Passage shown>

* * * * *

# Dewalt Band Saw for sale ( Photos Added ) !!!!!!!!!!!!!



## Blister (31 Oct 2009)

As in the title 

model number DW3501 

Can post a photo tomorrow if any interest 

Twin wheel model takes a 82 1/2" long blade 

you can get all the parts for this model from here 

http://www.mtmc.co.uk/product.asp?P_ID=18573

It runs when you press the green button and stops when you press the red one  

£175 :wink:












It is fitted with a safety key , if its not on position it will not run :lol: 






also has a warning light fitted 


























Big cast ally wheels :lol: 
















Cant find the insert on the table , would advise a quick clean up and check over as not used for about 2 years 

6" depth of cut 

12" from blade to neck / throat

220 - 240 volt

3.2 amps

0.55kw think that is 3/4 Hp on old money

The main body as you can see is one reinforced casting , whit a plastic outer cover


----------



## Aled Dafis (31 Oct 2009)

Just for information, I have this exact saw, and it's a cracker. Probably the best benchtop (although mine is on a dedicated DeWalt stand) bandsaw out there IMHO.

The design is well tested, as it used to be sold under the old ELU brand, DeWalt just chaned the colour.

Cheers

Aled


----------



## Blister (31 Oct 2009)

Aled Dafis":iezguz07 said:


> Just for information, I have this exact saw, and it's a cracker. Probably the best benchtop (although mine is on a dedicated DeWalt stand) bandsaw out there IMHO.
> 
> The design is well tested, as it used to be sold under the old ELU brand, DeWalt just chaned the colour.
> 
> ...



O Yes :lol: 8)  :wink:


----------



## Matt_S (31 Oct 2009)

PM sent


----------



## jimi43 (1 Nov 2009)

Nice saw! I have the newer one...and I LOVE it.

I use it ALL the time...great bit of kit.

Of course some things are better on other saws but not at this price.

Good luck with the saw!

Jim


----------



## Blister (1 Nov 2009)

Photos now on :wink:


----------



## lurker (1 Nov 2009)

* * * * *

Data entries>
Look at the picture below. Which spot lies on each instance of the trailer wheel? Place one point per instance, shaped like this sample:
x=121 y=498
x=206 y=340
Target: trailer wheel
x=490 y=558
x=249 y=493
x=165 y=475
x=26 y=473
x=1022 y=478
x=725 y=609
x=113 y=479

* * * * *

Written instruction>
Return the part of the band saw thread that begins with the words "Nice saw! I" and ends after "with the saw!", copied word for word.

Task response>
Nice saw! I have the newer one...and I LOVE it.

I use it ALL the time...great bit of kit.

Of course some things are better on other saws but not at this price.

Good luck with the saw!